- **Task requirements**
a - In the baseball coach biography, which team did the United States defeat in the deciding game for the gold medal at the 1967 Pan American Games?
b - Swap "red metal frame" for "blue metal frame" in the stored rows, from the first row through the line containing "[268,211,384,313]", and return only those lines with everything else left unchanged.

George Edward Greer (born October 18, 1946) is an American baseball coach. He has served as the hitting coach for the St. Louis Cardinals of Major League Baseball (MLB) and was a head coach in college baseball for the Davidson Wildcats and Wake Forest Demon Deacons.

Playing career
Greer was raised in Westerly, Rhode Island, and graduated from Westerly High School, where he was named an All-State baseball player. He attended the University of Connecticut, where he played college baseball for the Connecticut Huskies. While at Connecticut, Greer played collegiate summer baseball for three seasons (1965–1967) with the Chatham Anglers of the Cape Cod Baseball League (CCBL) and was named a league all-star in 1965 and 1966.

Greer played as a right fielder for the United States national baseball team at the 1967 Pan American Games, hosted by Winnipeg. In the deciding game for the gold medal, Greer drove in the winning run as the U.S. defeated Cuba, 2–1.

Greer was selected by the Cardinals in the 1968 Major League Baseball draft, and played in the Cardinals system for four years, reaching Triple-A with the Tulsa Oilers in 1971.

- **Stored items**

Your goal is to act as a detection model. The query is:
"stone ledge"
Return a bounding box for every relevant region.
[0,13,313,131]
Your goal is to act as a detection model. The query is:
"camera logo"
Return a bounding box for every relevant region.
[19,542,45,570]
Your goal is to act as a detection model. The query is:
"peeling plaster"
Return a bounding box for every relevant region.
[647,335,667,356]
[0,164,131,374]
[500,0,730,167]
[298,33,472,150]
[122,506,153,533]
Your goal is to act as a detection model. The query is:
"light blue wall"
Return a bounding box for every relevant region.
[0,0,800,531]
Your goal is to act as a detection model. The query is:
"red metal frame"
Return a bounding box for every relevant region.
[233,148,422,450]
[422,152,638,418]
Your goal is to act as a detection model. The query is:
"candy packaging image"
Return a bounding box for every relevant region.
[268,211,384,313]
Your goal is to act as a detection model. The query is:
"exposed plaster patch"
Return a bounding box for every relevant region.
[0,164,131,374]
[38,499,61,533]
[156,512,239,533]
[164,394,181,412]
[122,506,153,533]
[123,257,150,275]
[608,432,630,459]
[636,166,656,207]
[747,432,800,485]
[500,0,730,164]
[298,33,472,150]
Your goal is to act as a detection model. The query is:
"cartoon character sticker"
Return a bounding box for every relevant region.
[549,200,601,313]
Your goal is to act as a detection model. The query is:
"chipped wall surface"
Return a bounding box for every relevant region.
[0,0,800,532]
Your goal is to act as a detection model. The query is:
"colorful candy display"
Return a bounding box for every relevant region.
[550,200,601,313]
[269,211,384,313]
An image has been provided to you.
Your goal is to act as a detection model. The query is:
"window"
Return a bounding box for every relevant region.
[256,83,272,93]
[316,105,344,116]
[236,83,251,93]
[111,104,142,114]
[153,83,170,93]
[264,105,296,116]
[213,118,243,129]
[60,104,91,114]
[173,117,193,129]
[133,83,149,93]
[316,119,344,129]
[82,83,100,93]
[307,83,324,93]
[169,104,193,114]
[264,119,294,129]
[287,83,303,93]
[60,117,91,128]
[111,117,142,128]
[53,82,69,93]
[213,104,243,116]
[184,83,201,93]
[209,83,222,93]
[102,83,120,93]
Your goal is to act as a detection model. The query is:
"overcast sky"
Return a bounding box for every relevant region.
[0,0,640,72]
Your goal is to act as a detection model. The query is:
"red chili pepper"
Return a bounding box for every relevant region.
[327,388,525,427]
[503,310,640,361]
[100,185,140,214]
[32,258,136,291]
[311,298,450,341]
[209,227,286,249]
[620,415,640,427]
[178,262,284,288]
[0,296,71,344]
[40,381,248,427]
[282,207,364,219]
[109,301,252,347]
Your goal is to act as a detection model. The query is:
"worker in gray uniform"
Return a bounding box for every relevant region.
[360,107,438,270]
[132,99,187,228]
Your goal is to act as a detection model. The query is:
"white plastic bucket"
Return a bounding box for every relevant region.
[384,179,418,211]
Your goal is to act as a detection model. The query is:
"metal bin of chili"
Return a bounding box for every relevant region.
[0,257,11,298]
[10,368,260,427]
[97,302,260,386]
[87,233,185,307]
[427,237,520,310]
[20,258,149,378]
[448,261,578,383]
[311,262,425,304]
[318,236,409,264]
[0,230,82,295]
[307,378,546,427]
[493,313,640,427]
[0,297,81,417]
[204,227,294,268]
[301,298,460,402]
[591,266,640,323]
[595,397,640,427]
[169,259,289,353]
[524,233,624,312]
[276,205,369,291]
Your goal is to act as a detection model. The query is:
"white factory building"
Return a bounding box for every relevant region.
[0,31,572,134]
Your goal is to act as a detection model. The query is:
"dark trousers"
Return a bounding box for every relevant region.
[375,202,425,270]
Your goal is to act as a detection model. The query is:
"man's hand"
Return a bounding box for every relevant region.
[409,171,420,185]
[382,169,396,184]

- **Responses**
a - The United States defeated Cuba, 2–1.

b -
Your goal is to act as a detection model. The query is:
"stone ledge"
Return a bounding box for every relevant region.
[0,13,313,131]
Your goal is to act as a detection model. The query is:
"camera logo"
Return a bounding box for every relevant region.
[19,542,45,570]
Your goal is to act as a detection model. The query is:
"peeling plaster"
Return a bounding box for every relevant region.
[647,335,667,356]
[0,164,131,374]
[500,0,730,167]
[298,33,472,150]
[122,506,153,533]
Your goal is to act as a detection model. The query is:
"light blue wall"
Return a bounding box for every relevant region.
[0,0,800,531]
Your goal is to act as a detection model. The query is:
"blue metal frame"
Return a bounding box for every relevant region.
[233,148,422,450]
[422,152,638,418]
Your goal is to act as a detection model. The query is:
"candy packaging image"
Return a bounding box for every relevant region.
[268,211,384,313]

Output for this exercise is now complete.